Point localization data
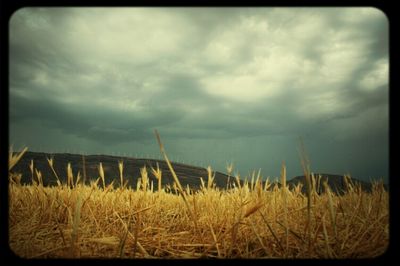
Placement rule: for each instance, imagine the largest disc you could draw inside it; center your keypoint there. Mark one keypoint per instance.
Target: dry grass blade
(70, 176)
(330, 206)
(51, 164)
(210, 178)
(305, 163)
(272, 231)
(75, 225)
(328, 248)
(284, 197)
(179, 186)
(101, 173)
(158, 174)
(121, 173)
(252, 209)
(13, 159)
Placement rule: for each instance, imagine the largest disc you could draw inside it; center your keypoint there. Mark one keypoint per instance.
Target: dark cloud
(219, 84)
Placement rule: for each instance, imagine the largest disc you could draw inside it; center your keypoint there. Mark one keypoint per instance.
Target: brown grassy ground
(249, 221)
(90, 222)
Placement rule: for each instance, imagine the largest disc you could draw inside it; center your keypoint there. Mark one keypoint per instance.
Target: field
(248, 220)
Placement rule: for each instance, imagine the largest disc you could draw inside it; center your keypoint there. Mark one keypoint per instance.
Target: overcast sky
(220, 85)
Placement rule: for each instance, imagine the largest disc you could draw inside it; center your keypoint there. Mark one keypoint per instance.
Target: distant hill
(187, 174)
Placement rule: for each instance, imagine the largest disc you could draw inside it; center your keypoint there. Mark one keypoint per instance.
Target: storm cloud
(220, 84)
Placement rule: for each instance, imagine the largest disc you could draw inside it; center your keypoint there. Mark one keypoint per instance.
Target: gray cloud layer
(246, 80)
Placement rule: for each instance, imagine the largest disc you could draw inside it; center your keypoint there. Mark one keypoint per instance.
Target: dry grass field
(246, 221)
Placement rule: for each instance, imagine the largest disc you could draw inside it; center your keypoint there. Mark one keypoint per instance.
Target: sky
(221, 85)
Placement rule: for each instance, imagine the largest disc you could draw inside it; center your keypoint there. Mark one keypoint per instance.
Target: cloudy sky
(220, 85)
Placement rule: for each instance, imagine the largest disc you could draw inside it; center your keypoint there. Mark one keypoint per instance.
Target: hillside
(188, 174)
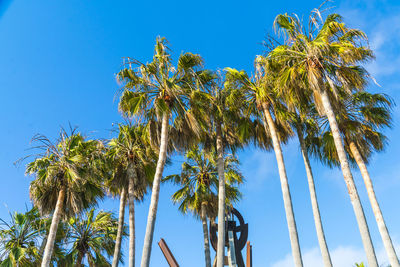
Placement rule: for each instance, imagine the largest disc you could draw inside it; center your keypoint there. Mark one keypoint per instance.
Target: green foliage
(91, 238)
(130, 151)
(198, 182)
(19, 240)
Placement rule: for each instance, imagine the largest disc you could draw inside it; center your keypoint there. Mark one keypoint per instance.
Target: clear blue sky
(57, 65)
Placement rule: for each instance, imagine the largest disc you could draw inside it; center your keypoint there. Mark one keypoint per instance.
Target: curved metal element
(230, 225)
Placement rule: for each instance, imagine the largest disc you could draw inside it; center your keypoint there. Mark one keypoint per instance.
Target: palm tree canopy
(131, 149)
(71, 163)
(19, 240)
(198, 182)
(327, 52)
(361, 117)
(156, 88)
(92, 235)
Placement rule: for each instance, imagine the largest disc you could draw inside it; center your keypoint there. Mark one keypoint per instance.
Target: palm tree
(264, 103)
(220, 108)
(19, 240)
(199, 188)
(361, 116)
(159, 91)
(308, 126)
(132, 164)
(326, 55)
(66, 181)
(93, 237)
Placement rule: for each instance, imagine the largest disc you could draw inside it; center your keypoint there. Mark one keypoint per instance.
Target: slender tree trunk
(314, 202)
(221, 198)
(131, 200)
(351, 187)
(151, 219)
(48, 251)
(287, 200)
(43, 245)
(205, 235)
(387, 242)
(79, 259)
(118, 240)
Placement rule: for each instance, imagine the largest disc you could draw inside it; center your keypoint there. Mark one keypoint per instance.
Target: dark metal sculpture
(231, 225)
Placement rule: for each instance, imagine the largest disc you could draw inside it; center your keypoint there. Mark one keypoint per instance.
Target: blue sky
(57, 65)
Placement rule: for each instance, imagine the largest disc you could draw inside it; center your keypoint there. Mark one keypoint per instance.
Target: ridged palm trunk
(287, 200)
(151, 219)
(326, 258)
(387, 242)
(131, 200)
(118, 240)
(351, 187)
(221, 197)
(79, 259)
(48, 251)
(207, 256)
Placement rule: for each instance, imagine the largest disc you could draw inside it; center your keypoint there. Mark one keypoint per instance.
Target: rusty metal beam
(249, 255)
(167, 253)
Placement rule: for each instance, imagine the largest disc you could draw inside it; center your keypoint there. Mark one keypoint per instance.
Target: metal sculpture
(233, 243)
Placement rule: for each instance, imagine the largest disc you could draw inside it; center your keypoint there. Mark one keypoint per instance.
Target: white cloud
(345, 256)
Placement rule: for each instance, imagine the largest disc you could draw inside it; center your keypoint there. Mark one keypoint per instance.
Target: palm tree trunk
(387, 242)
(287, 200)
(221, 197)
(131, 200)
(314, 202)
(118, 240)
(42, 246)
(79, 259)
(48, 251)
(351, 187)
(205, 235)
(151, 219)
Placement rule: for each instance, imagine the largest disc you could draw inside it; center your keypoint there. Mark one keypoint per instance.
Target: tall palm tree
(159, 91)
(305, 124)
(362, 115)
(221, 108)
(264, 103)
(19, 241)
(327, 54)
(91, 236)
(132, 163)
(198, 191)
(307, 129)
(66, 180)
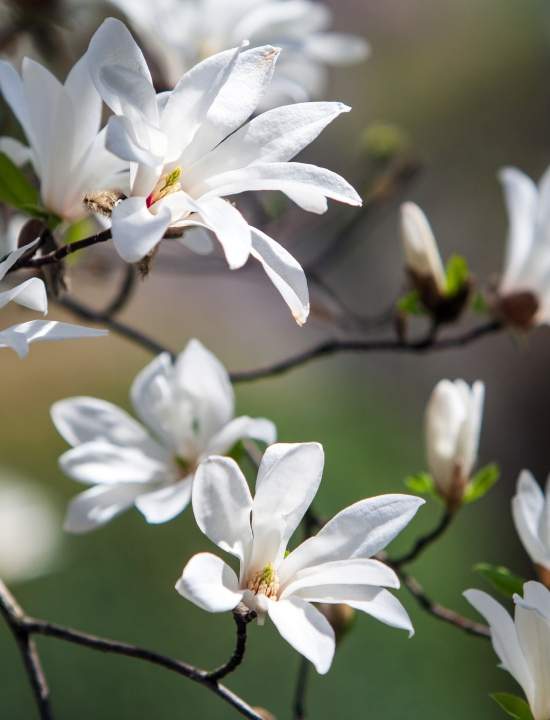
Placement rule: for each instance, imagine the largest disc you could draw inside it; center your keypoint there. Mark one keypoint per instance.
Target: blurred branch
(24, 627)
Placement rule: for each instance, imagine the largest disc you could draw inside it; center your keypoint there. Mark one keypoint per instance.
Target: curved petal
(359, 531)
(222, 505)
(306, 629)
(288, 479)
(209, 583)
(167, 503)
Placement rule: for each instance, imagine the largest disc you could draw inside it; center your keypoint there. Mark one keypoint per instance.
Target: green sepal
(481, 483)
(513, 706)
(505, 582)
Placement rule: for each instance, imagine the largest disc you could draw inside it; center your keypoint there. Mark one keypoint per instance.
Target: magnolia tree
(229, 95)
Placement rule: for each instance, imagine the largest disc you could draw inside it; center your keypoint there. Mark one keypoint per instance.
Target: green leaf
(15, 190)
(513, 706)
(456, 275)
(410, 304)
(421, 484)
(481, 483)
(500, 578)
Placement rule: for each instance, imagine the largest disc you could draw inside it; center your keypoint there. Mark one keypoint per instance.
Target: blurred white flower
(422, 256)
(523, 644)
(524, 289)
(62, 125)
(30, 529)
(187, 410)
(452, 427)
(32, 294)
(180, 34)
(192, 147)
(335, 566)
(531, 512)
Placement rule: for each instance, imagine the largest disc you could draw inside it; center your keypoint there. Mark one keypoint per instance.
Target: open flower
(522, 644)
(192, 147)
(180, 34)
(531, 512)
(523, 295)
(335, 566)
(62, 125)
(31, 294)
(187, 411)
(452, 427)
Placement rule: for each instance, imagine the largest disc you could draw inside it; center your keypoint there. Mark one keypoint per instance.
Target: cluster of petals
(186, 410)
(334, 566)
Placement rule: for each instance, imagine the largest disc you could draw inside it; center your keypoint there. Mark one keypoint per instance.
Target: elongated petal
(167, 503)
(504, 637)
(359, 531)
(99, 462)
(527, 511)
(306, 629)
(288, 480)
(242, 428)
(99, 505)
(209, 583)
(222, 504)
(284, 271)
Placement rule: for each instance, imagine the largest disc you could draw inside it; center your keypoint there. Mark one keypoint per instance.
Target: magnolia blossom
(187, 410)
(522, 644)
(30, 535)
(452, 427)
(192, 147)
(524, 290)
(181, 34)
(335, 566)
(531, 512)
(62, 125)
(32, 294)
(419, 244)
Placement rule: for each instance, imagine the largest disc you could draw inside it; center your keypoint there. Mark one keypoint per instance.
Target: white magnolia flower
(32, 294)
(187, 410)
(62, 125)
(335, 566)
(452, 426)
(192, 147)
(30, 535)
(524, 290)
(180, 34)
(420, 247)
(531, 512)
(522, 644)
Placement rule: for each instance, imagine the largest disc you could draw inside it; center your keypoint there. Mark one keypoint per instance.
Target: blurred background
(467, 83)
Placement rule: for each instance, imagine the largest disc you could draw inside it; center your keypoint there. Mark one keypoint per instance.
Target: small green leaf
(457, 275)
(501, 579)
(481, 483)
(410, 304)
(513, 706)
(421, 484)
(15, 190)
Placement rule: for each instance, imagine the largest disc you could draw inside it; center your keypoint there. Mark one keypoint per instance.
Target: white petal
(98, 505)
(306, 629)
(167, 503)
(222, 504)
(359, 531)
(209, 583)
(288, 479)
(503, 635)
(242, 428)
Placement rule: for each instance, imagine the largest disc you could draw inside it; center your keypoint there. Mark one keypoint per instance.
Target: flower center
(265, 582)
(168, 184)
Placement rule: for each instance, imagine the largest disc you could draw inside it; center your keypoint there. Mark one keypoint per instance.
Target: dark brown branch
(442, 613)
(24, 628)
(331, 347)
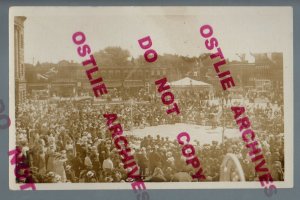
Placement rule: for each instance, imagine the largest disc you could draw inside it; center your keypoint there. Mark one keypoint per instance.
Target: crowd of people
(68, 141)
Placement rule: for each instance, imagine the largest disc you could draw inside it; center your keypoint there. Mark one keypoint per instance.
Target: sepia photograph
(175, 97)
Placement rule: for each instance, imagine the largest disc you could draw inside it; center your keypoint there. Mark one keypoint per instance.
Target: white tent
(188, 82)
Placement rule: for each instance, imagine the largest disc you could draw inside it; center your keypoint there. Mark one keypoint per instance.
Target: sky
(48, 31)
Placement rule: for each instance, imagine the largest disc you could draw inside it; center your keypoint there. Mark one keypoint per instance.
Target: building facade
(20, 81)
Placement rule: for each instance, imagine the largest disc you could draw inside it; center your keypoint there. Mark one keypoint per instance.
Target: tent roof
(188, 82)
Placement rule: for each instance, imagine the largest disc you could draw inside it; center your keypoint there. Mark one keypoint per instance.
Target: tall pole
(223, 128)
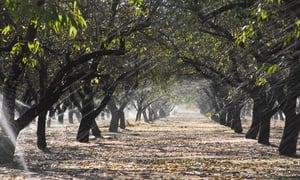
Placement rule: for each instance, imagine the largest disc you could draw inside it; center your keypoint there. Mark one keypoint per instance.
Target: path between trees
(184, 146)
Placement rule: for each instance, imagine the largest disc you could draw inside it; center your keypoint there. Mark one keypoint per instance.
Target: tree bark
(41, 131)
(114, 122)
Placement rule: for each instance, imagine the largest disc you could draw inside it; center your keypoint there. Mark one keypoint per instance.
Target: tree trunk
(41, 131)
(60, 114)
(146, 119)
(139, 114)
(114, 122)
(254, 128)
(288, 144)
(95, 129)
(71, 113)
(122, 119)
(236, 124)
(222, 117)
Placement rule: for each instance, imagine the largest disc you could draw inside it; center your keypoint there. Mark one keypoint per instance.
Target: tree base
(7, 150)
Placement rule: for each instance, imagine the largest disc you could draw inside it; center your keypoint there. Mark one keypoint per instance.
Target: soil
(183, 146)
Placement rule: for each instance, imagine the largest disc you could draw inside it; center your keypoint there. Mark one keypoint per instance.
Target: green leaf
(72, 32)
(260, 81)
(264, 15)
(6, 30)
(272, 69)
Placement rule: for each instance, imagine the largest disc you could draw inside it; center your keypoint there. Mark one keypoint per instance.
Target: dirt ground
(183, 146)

* * *

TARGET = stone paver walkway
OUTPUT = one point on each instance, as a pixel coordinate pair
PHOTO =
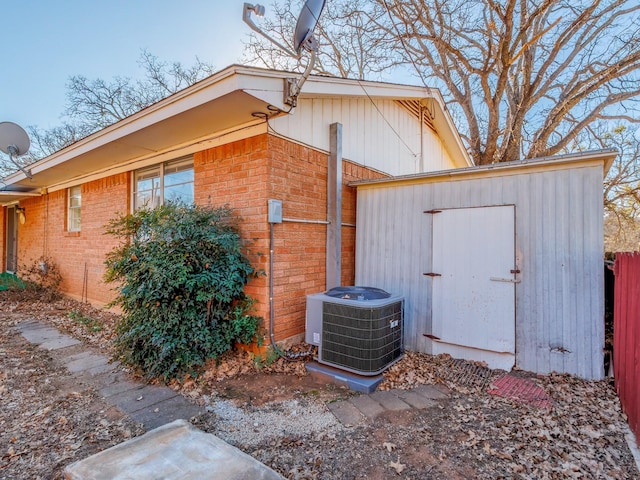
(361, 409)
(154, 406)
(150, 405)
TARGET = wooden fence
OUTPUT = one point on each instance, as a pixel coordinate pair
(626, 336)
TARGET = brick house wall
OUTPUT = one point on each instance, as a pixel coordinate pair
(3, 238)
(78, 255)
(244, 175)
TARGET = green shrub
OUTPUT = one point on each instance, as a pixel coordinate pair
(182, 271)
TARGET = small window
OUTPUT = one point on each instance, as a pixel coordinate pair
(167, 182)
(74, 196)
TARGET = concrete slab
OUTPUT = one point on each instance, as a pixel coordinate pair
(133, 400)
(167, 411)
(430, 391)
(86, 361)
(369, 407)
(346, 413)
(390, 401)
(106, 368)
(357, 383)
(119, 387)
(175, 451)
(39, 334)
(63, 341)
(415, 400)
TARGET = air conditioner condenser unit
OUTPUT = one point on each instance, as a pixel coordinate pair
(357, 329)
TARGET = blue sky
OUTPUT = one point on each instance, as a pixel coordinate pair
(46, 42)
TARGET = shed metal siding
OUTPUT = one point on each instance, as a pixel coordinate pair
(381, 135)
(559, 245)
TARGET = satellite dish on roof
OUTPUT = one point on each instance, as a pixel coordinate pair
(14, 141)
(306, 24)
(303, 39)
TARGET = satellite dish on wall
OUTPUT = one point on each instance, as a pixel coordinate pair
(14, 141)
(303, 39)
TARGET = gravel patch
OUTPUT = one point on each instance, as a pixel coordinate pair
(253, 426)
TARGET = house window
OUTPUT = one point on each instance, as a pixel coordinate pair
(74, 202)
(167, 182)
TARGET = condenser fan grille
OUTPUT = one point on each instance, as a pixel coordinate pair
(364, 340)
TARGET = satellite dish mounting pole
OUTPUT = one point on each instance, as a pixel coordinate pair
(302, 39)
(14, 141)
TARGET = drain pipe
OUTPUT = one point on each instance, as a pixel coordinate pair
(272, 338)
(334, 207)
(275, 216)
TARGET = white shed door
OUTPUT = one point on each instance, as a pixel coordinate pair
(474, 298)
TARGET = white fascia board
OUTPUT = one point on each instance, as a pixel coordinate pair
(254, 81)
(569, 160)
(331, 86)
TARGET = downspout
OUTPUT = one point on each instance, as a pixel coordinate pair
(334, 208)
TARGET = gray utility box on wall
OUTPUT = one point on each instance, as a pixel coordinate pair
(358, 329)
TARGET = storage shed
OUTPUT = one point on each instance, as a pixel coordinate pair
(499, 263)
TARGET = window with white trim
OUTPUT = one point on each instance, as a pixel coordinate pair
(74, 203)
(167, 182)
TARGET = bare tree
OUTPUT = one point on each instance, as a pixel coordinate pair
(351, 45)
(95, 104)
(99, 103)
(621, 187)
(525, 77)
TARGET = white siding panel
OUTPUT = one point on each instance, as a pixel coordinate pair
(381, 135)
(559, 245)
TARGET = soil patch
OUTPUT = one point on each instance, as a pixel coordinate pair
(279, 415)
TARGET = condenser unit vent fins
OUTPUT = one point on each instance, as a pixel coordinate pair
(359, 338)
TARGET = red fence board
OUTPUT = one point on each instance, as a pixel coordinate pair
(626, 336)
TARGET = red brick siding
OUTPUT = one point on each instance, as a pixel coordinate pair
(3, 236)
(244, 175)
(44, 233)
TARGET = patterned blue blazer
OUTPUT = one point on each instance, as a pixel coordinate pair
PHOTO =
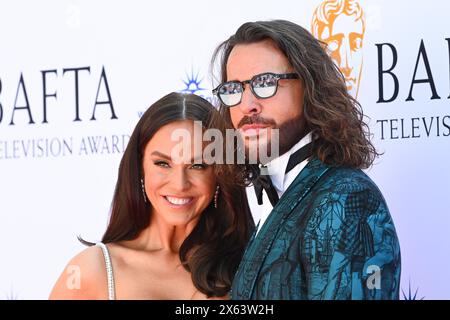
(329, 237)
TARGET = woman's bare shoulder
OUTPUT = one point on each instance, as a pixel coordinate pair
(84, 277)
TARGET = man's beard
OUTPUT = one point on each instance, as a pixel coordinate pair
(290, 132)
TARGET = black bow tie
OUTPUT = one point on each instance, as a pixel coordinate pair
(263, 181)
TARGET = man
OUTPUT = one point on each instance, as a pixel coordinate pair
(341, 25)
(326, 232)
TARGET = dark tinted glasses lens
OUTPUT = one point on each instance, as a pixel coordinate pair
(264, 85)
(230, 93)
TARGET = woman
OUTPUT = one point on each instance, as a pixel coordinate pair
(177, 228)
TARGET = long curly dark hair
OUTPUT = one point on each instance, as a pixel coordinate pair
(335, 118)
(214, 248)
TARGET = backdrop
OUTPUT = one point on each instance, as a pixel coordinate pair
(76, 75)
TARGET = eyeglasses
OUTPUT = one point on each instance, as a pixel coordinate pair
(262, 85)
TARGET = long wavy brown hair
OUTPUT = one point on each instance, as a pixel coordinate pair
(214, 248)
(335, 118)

**What you will do:**
From the entries above, restate word for word the lines from the line containing "TARGET = satellite dish mounting pole" to the line containing "TARGET = white shed door", both ends included, and nothing more.

**Result:**
TARGET = satellite dish mounting pole
OUTPUT = one point on each instance, as a pixel coordinate pair
(302, 39)
(14, 141)
TARGET = drain pipe
OUTPUT = one point on each instance, as a pixel coordinate pair
(272, 338)
(334, 207)
(275, 216)
TARGET = white shed door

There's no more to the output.